TASK TO COMPLETE: Only reproduce the lines from the line containing "could you grab bounding boxes for every motul" onward, exactly, through the final line of the data below.

Records contained in a dataset:
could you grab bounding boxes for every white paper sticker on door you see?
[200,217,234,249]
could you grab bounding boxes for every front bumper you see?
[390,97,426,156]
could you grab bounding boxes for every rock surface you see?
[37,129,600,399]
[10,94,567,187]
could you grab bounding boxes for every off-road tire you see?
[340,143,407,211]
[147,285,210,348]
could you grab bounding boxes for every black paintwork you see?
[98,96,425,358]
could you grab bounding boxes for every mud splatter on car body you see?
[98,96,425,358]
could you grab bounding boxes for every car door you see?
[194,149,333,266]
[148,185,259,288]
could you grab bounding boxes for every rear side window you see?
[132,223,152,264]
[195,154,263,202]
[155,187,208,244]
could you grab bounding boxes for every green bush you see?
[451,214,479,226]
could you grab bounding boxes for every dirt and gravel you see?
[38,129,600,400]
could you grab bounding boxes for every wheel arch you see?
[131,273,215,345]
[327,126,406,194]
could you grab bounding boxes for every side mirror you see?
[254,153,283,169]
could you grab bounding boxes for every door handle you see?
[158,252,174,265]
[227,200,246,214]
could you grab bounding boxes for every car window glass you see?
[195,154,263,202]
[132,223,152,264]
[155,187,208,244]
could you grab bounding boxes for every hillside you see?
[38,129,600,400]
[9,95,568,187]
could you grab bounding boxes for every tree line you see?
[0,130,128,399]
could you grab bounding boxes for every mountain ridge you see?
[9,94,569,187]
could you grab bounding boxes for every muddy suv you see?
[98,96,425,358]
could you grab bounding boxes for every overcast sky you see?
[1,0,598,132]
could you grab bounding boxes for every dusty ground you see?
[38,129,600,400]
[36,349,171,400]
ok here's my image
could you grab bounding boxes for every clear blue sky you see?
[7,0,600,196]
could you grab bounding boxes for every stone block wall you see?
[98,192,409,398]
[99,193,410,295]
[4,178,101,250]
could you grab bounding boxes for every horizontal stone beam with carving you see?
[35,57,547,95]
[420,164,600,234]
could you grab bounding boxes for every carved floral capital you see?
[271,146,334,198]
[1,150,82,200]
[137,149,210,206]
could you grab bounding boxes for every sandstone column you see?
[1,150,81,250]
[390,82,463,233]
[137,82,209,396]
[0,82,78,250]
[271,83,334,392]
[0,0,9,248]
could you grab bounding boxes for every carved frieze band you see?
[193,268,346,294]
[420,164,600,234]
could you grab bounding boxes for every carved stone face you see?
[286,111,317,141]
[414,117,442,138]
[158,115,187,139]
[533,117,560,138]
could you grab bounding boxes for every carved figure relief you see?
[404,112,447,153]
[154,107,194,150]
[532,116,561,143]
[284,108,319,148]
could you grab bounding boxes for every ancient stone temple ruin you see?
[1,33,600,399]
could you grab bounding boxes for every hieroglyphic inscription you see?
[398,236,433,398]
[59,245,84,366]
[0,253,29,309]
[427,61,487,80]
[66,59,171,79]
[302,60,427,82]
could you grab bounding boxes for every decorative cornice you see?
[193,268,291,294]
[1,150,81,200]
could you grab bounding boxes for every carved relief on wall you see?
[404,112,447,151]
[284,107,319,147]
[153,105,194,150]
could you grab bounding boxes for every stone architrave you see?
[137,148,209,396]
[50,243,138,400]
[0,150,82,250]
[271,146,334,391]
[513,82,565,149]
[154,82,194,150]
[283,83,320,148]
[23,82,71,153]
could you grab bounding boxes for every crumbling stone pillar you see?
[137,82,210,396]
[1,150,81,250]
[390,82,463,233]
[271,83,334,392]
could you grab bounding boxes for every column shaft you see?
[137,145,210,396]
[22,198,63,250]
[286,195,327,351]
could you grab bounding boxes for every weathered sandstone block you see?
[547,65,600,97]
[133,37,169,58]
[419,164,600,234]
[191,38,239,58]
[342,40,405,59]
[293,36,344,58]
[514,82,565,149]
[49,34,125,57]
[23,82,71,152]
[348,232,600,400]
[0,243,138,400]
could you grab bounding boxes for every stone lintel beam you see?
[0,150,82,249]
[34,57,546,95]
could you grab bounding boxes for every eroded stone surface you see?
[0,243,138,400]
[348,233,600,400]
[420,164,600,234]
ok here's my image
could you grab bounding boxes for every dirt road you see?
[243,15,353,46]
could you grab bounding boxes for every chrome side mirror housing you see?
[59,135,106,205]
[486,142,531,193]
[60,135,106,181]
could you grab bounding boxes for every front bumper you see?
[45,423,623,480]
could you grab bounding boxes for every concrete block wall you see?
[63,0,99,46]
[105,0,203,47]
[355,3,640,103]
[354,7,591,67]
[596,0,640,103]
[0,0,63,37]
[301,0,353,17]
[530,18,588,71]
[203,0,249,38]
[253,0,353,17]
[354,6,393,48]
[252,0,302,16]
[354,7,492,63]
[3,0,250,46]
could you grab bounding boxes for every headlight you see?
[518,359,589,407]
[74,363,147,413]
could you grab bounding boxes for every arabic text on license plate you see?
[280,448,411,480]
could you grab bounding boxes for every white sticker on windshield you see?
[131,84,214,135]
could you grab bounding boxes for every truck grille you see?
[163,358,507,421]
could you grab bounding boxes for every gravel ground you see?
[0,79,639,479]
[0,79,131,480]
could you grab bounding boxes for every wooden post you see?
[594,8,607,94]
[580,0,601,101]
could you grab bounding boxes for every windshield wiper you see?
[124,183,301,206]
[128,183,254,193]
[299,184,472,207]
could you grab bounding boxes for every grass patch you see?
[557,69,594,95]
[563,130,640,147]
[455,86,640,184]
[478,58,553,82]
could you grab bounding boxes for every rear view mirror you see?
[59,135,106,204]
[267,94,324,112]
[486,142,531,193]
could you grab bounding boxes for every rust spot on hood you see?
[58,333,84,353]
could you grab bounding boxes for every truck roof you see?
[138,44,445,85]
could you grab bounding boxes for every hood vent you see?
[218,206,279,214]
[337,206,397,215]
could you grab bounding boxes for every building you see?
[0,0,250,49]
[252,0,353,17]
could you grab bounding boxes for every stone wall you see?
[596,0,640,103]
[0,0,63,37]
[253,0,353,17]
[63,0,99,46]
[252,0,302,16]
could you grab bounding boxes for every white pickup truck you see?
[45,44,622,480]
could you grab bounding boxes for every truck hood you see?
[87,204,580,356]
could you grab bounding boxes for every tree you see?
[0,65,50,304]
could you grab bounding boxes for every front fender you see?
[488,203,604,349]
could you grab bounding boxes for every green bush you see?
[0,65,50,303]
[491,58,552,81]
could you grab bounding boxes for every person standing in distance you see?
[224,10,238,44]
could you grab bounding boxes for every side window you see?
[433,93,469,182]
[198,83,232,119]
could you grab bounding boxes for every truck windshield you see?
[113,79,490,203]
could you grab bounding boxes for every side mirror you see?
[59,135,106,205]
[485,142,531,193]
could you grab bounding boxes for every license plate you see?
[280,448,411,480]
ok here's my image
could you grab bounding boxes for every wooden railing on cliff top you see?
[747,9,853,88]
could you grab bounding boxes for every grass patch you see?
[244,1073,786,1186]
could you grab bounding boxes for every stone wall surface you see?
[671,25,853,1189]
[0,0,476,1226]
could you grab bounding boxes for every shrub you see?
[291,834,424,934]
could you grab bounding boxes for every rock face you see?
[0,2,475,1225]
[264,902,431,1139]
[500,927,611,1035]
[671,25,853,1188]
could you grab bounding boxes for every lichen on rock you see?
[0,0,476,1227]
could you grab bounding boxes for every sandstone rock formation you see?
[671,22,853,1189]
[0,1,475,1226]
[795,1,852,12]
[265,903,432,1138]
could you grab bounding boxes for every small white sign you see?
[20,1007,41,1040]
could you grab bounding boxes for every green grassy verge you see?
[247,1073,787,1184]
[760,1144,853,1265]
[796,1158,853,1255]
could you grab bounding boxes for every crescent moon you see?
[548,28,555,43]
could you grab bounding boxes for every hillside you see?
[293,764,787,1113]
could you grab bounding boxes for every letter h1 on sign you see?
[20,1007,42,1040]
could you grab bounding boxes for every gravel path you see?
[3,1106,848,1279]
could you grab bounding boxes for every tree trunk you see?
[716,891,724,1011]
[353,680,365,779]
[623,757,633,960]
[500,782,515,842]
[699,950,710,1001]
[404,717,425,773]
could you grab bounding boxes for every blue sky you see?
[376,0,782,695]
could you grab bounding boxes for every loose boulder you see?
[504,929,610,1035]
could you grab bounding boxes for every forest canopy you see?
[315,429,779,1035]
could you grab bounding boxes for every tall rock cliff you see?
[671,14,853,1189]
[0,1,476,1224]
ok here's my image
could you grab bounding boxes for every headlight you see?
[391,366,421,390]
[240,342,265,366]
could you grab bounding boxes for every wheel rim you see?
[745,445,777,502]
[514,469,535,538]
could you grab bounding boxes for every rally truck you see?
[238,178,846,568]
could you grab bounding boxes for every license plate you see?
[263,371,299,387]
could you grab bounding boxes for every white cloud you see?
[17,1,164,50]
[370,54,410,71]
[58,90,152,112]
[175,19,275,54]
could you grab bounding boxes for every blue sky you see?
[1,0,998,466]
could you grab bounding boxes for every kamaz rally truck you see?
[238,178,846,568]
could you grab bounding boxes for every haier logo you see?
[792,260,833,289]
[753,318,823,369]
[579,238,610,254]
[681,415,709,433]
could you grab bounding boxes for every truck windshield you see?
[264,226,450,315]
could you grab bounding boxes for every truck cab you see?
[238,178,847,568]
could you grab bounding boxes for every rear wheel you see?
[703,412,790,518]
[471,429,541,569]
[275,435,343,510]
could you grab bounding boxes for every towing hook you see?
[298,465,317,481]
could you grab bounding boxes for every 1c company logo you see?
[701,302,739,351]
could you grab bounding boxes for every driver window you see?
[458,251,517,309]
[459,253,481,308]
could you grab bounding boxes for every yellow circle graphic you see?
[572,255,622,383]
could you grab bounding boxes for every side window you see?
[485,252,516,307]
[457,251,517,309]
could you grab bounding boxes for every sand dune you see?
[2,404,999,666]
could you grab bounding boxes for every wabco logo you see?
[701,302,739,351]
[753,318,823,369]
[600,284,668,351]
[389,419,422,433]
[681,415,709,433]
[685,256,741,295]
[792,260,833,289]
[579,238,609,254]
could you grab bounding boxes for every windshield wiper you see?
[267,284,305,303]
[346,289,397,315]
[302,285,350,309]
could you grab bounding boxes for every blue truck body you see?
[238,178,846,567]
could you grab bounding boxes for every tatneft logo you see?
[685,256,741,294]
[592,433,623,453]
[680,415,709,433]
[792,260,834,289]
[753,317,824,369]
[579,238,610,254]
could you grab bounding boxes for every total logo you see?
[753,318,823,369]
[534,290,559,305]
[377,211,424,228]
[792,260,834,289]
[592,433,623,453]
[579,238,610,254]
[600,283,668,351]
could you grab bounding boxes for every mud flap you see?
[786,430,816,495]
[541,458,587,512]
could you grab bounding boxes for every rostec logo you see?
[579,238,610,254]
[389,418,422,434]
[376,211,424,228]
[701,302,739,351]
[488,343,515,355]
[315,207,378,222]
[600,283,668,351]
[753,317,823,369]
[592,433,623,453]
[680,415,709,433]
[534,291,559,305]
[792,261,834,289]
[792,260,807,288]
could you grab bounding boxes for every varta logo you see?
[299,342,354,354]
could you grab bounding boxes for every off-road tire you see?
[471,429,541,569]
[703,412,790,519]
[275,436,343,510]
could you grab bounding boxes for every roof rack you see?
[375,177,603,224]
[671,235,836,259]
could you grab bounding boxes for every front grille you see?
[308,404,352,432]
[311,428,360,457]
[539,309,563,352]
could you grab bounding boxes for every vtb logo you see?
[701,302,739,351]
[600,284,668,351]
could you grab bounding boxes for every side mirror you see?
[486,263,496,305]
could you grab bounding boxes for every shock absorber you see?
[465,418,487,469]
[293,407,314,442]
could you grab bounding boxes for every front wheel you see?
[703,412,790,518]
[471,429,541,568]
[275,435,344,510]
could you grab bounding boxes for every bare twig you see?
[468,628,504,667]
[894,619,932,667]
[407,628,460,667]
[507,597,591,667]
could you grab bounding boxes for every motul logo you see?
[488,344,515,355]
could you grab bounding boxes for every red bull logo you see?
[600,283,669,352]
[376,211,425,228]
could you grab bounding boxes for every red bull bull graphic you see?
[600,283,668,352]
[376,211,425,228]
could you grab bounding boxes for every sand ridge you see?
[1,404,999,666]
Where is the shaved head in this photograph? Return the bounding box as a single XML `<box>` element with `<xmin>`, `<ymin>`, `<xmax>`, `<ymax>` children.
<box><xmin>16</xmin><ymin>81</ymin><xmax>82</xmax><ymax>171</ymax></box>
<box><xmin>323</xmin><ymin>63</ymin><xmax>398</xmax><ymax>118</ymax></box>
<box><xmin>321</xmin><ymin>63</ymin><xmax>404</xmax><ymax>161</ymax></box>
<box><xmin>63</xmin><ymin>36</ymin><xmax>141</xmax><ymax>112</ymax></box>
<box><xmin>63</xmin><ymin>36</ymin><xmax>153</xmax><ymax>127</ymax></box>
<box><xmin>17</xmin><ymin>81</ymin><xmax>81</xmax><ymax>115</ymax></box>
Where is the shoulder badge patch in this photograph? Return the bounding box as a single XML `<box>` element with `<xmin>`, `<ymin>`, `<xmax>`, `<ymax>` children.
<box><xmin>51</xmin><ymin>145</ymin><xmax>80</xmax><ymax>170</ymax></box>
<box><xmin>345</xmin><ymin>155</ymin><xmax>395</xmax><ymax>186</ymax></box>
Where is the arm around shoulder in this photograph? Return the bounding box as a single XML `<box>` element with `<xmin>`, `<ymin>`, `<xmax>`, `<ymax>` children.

WRITTEN RESPONSE:
could you grab bounding boxes for every motul logo you see?
[488,344,515,355]
could you grab bounding boxes for every red bull logo you see?
[600,283,669,352]
[376,211,425,228]
could you grab bounding boxes for every red bull bull graphic you see?
[600,283,668,352]
[376,211,425,228]
could you grab bounding boxes for every sand ridge you see?
[1,404,999,666]
Where is the shaved head in this photograph? Return the bounding box as a single XML `<box>` element with `<xmin>`, `<ymin>`, `<xmax>`, `<ymax>` children.
<box><xmin>16</xmin><ymin>81</ymin><xmax>82</xmax><ymax>171</ymax></box>
<box><xmin>323</xmin><ymin>63</ymin><xmax>398</xmax><ymax>118</ymax></box>
<box><xmin>321</xmin><ymin>63</ymin><xmax>404</xmax><ymax>161</ymax></box>
<box><xmin>63</xmin><ymin>36</ymin><xmax>141</xmax><ymax>112</ymax></box>
<box><xmin>63</xmin><ymin>36</ymin><xmax>153</xmax><ymax>127</ymax></box>
<box><xmin>17</xmin><ymin>81</ymin><xmax>81</xmax><ymax>115</ymax></box>
Where is the shoulder badge patch in this photograph? Return the bounding box as a single XML `<box>` element with `<xmin>`, `<ymin>`, `<xmax>`, `<ymax>` children.
<box><xmin>51</xmin><ymin>145</ymin><xmax>80</xmax><ymax>170</ymax></box>
<box><xmin>345</xmin><ymin>155</ymin><xmax>395</xmax><ymax>186</ymax></box>
Where is the arm around shoulder in this photograph? Return the bounding box as a single XML `<box>` element with `<xmin>`, `<ymin>`, `<xmax>`, `<ymax>` children.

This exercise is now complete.